### TEXT SECTION
⟨
That is the entirety of the trick. You can return values from case expressions to avoid deeply-nesting your Either code, or you can define utility functions (such as orDie) which do essentially the same thing.

This trick applies equally well to any other Monad that supports some notion of short-circuiting on failure, such as ExceptT (from transformers / mtl). The only essential ingredient is some throw-like function that short-circuits and therefore has a polymorphic return type.

Appendix

You can build a better intuition for why this works using equational reasoning. We’ll begin from an example usage of our function and at each step of the process we will either desugar the code or substitute one subexpression with another equal subexpression.

In all of the examples, we’ll begin from this definition for the example function:

example :: String -> String -> Either String Person
example ageString aliveString = do
    age <- case readMaybe ageString of
        Nothing  -> Left "Invalid age string"
        Just age -> return age

    if age < 0
        then Left "Negative age"
        else return ()

    alive <- case readMaybe aliveString of
        Nothing    -> Left "Invalid alive string"
⟩
### GOAL OF THE EXERCISE
Rewrite the Haskell text from "In all of the" up to and including "else return ()", changing "Negative age" to "Age below zero".

### LISTING
⟨
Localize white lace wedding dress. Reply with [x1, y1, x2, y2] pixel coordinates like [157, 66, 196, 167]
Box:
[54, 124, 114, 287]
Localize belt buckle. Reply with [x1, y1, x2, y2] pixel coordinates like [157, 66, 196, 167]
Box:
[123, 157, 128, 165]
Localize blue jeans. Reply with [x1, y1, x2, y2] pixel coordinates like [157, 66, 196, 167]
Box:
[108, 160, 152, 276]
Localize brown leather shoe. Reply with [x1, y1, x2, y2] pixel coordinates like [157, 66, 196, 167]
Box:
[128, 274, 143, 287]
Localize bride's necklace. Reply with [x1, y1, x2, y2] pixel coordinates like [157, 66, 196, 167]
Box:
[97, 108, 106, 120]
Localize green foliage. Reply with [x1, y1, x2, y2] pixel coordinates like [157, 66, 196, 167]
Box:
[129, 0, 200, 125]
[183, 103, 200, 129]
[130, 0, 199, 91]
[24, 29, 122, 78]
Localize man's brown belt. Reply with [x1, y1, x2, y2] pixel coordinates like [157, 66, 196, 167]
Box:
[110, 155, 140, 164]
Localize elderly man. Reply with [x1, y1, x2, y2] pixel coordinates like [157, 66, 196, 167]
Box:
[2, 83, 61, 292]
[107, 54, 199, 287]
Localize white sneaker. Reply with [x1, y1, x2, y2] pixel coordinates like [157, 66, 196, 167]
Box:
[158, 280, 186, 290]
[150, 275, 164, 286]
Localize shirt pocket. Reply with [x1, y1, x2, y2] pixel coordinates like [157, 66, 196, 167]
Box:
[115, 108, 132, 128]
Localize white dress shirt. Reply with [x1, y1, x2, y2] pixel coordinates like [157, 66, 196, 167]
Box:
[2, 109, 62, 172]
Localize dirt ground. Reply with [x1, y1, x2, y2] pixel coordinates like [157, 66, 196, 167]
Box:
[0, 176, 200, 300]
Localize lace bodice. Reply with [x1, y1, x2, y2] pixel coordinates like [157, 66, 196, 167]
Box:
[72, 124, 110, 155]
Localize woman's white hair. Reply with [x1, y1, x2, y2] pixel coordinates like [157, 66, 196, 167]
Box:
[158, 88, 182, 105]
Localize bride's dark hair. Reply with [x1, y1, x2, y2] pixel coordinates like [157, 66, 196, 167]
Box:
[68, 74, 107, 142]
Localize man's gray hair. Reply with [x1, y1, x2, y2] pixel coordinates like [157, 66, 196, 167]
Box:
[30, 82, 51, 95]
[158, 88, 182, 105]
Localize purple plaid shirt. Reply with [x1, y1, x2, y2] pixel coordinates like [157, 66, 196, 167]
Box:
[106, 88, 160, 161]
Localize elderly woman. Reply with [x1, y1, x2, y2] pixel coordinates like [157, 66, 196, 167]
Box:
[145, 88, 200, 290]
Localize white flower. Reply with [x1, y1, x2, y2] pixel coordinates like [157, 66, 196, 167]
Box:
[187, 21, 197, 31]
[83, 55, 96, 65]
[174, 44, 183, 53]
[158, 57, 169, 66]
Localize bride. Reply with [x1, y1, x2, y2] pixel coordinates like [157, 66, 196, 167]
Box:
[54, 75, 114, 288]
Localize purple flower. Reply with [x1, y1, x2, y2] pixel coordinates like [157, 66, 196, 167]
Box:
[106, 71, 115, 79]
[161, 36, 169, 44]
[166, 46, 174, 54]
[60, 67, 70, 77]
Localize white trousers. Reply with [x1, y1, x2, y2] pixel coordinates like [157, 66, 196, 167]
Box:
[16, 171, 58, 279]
⟩
⟨
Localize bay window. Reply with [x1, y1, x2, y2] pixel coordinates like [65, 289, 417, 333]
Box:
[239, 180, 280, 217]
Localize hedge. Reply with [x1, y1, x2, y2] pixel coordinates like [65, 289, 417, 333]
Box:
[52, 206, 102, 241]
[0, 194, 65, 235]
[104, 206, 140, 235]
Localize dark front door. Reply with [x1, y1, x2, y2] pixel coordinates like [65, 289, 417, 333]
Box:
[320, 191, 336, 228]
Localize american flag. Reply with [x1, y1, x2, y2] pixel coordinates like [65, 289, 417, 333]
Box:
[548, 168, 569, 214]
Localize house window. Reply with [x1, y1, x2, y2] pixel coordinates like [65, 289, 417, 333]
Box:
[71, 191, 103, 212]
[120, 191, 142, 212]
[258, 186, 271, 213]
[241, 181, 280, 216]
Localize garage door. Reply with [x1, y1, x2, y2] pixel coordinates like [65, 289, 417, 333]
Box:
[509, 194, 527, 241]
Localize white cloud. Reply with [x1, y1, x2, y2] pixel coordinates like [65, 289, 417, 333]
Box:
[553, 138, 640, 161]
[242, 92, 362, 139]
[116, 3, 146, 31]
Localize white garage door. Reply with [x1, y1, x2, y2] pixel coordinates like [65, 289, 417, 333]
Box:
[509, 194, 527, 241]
⟩
### ANSWER TO THIS TASK
In all of the examples, we’ll begin from this definition for the example function:

example :: String -> String -> Either String Person
example ageString aliveString = do
    age <- case readMaybe ageString of
        Nothing  -> Left "Invalid age string"
        Just age -> return age

    if age < 0
        then Left "Age below zero"
        else return ()